» GIVEN TASK: Please copy the records word for word, starting with the line that contains "Target: gold emblem on truck" and going on through the line that contains "287,193 -> 326,215", including both of those lines.

» EXERCISE MATERIAL:

* BEGIN *

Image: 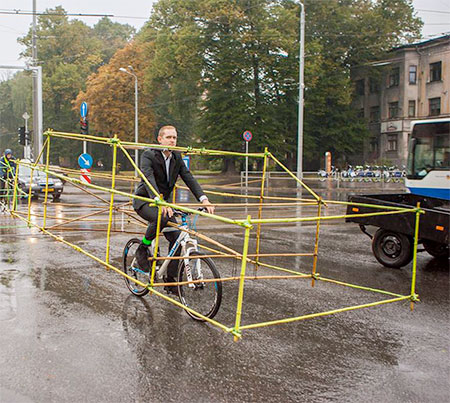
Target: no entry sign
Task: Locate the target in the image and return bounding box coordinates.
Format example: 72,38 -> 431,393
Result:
242,130 -> 253,142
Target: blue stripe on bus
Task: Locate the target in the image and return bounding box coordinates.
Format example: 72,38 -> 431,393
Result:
409,187 -> 450,200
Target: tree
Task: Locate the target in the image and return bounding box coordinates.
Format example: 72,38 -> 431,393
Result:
19,6 -> 134,164
74,41 -> 155,142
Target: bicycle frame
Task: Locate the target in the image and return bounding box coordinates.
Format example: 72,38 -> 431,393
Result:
150,216 -> 202,288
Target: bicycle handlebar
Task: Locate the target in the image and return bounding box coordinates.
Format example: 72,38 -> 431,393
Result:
172,207 -> 207,217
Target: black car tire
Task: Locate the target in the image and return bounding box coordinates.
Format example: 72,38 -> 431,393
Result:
372,228 -> 413,269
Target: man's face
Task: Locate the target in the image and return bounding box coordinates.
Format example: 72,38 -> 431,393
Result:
158,129 -> 177,147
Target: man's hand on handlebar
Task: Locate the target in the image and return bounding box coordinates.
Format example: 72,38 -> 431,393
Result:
202,199 -> 215,214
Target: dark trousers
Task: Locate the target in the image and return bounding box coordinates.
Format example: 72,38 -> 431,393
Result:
136,204 -> 181,278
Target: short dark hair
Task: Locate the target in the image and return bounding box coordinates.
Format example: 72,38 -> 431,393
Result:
158,125 -> 177,137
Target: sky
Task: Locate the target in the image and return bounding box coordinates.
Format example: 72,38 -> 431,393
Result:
0,0 -> 450,79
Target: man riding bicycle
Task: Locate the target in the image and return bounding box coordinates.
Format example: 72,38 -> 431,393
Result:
0,148 -> 16,200
133,126 -> 214,291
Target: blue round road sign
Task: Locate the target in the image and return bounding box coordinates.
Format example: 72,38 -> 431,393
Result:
80,102 -> 87,118
78,154 -> 93,169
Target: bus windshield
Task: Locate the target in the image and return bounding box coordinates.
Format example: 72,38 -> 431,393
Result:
407,122 -> 450,178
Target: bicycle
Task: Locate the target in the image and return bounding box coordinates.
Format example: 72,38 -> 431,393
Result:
122,208 -> 222,322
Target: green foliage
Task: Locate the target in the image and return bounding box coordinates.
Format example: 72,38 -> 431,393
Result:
13,6 -> 134,164
0,0 -> 422,169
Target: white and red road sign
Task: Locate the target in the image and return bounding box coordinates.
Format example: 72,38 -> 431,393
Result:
80,168 -> 91,184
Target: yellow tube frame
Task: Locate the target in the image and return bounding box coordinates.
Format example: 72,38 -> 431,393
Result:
11,131 -> 423,340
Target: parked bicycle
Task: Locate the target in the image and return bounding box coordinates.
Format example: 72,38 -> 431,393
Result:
123,208 -> 222,321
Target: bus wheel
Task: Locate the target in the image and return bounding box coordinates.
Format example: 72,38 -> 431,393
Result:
423,241 -> 449,259
372,228 -> 413,269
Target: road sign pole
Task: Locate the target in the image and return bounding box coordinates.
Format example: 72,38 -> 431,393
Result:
22,112 -> 30,158
80,102 -> 88,154
245,141 -> 248,194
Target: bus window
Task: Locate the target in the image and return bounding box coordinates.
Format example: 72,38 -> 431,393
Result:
434,136 -> 450,169
413,137 -> 434,177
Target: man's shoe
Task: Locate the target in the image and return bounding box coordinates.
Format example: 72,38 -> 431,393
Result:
164,276 -> 178,295
136,243 -> 150,273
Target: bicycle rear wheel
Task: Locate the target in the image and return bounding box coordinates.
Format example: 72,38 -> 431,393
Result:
178,252 -> 222,322
122,238 -> 149,297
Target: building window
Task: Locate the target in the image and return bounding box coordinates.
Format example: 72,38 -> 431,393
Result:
389,67 -> 400,88
387,134 -> 397,151
369,137 -> 378,155
429,98 -> 441,116
409,66 -> 417,84
369,106 -> 380,122
369,78 -> 380,94
430,62 -> 442,81
356,79 -> 364,95
408,101 -> 416,118
389,102 -> 398,119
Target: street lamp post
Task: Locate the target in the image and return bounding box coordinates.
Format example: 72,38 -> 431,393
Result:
119,66 -> 139,176
22,112 -> 30,158
297,2 -> 305,186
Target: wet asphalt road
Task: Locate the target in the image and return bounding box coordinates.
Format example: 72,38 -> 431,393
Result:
0,181 -> 450,403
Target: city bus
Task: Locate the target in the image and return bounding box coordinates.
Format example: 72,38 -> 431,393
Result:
405,118 -> 450,200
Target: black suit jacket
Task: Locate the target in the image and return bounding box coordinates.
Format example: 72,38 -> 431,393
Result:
133,148 -> 204,210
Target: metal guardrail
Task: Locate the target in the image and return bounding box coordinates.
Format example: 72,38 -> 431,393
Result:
240,171 -> 405,188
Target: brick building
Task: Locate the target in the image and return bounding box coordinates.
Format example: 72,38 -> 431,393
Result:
352,35 -> 450,165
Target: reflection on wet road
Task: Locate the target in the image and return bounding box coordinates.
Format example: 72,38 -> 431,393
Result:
0,184 -> 450,402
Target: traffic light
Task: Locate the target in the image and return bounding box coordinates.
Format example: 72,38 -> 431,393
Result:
18,126 -> 25,146
80,118 -> 89,134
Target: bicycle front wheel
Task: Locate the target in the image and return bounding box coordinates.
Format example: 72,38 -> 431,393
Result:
178,252 -> 222,322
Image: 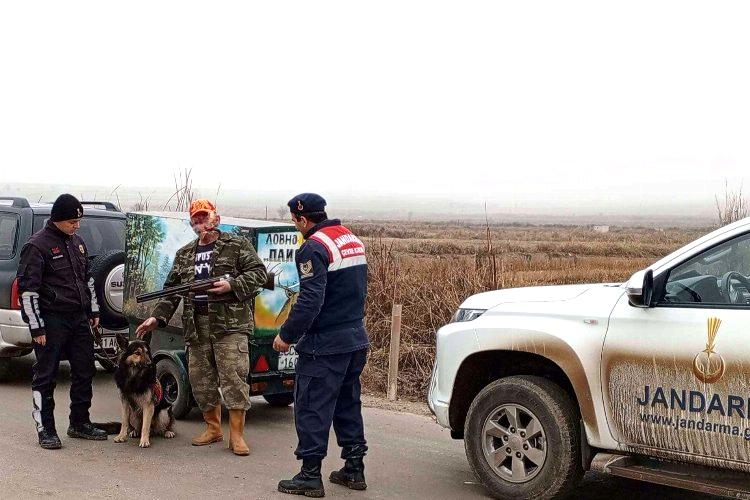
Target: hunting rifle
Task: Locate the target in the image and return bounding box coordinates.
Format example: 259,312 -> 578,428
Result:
135,273 -> 274,304
135,274 -> 231,304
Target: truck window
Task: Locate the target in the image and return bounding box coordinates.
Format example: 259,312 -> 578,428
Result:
34,216 -> 125,257
0,213 -> 18,260
662,234 -> 750,306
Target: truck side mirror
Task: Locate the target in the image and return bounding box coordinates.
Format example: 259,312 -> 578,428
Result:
627,269 -> 654,308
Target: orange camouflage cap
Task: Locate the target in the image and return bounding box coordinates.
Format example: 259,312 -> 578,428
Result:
190,198 -> 216,217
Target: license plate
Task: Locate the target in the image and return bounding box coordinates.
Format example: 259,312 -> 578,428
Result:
102,336 -> 117,350
279,346 -> 299,370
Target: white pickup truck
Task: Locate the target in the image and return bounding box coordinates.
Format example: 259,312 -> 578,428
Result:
429,218 -> 750,499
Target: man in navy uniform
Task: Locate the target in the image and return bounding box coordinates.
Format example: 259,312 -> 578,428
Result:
274,193 -> 369,497
18,194 -> 107,449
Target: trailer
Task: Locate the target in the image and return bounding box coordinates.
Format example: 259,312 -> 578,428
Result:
123,212 -> 303,418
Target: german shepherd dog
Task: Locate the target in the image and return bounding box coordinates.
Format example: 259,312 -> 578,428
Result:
114,340 -> 175,448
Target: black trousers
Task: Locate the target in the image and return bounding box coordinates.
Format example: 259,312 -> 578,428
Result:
31,312 -> 96,430
294,349 -> 367,460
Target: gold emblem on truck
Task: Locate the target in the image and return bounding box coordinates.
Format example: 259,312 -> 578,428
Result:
693,318 -> 727,384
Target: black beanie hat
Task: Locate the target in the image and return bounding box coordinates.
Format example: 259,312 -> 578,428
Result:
50,194 -> 83,222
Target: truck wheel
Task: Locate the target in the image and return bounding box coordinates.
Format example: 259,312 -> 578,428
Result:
96,357 -> 117,373
91,250 -> 128,330
263,392 -> 294,408
156,358 -> 190,419
0,358 -> 13,382
464,376 -> 583,499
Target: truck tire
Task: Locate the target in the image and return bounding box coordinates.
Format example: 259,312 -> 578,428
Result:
263,392 -> 294,408
156,358 -> 191,419
464,376 -> 583,499
96,357 -> 117,373
91,250 -> 128,330
0,358 -> 13,382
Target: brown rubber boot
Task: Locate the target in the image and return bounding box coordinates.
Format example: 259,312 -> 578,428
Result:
192,406 -> 224,446
229,410 -> 250,456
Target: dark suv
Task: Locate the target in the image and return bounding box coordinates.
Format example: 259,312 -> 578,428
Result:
0,197 -> 128,380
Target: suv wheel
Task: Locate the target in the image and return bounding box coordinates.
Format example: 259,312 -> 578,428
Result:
0,358 -> 13,382
464,376 -> 583,499
156,358 -> 190,419
91,250 -> 128,330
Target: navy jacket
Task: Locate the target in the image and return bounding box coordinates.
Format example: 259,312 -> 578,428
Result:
279,220 -> 370,355
17,222 -> 99,337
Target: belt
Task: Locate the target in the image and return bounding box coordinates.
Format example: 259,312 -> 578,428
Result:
193,302 -> 208,316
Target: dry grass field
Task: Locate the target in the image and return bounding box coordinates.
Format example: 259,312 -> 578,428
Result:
356,222 -> 708,400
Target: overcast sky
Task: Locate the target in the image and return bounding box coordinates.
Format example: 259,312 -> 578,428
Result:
0,0 -> 750,211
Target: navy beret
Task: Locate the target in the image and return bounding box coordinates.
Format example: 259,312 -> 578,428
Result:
287,193 -> 326,215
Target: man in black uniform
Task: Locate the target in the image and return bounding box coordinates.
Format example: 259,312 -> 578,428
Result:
18,194 -> 107,449
274,193 -> 370,497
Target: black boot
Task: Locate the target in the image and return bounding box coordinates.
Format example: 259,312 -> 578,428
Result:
279,458 -> 326,498
38,428 -> 62,450
68,422 -> 107,441
329,458 -> 367,490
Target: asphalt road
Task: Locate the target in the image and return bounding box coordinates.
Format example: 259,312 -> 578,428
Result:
0,357 -> 710,500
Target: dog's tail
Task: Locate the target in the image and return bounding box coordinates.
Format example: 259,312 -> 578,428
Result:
91,422 -> 120,434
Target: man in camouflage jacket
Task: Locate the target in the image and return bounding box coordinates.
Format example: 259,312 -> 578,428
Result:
136,200 -> 268,455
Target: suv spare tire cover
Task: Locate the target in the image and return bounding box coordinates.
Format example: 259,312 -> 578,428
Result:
90,250 -> 128,329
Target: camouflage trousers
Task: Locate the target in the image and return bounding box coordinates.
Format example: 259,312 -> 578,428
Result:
187,315 -> 250,412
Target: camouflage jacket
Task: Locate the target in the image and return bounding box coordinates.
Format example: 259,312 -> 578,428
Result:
152,232 -> 267,343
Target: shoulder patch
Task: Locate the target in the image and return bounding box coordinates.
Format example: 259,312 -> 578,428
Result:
299,260 -> 314,279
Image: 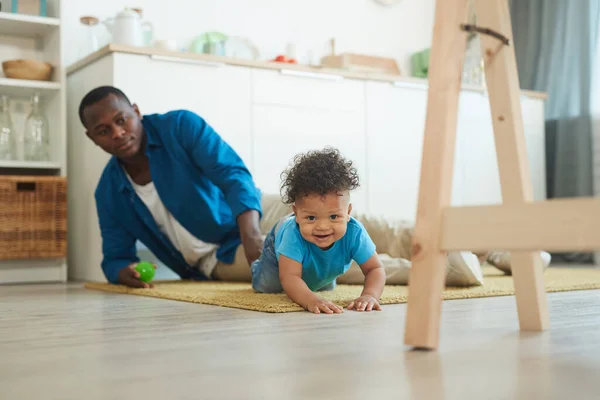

* END *

» ANSWER TO THIS PROBLEM:
Target: gold emblem on truck
Task: Locate the target in the image and return bounding box coordinates.
Format example: 259,312 -> 578,428
Result:
693,318 -> 727,384
Target: black beanie hat
Task: Locate the target in the image and return bounding box coordinates.
Format example: 259,312 -> 578,428
Result:
50,194 -> 83,222
Target: truck wheel
Task: Locate the target in the image and return bounding box coordinates.
Format example: 259,312 -> 578,428
Result:
96,357 -> 117,373
91,250 -> 128,330
263,392 -> 294,408
156,358 -> 190,419
0,358 -> 13,382
464,376 -> 583,499
Target: truck tire
Task: Locate the target in the image and return bounding box coordinates.
Format example: 259,312 -> 578,428
Result:
263,392 -> 294,408
156,358 -> 191,419
464,376 -> 583,499
96,357 -> 117,373
91,250 -> 128,330
0,358 -> 13,382
Target: brown rubber boot
Task: Locate the target in the image and return bounding box coordinates.
Format example: 259,312 -> 578,428
Result:
192,406 -> 224,446
229,410 -> 250,456
Target: dark suv
Task: Locate the target in the image and return bounding box coordinates.
Format example: 259,312 -> 578,428
Result:
0,197 -> 128,380
Target: suv wheel
Task: Locate the target in the image and return bounding box coordinates.
Format example: 259,312 -> 578,428
Result:
0,358 -> 13,382
464,376 -> 583,499
156,358 -> 190,419
91,250 -> 128,330
Target: navy jacket
Task: Locate the target in the image and return bounding box coordinates.
Format example: 259,312 -> 578,428
Result:
279,220 -> 370,355
17,222 -> 99,337
Target: belt
Task: Locate the target in the image and return bounding box coordinates.
Format example: 259,312 -> 578,428
Result:
193,302 -> 208,316
Target: dry grass field
Task: Locate the target in the image and return bounding box coordinates.
Format example: 259,312 -> 578,428
Result:
356,222 -> 708,400
Target: overcast sky
Task: Locate the target in the image and return bounding box coordinates.
Format example: 259,312 -> 578,428
Result:
0,0 -> 750,211
Target: navy beret
Task: Locate the target in the image and return bounding box coordinates.
Format example: 259,312 -> 578,428
Result:
287,193 -> 326,215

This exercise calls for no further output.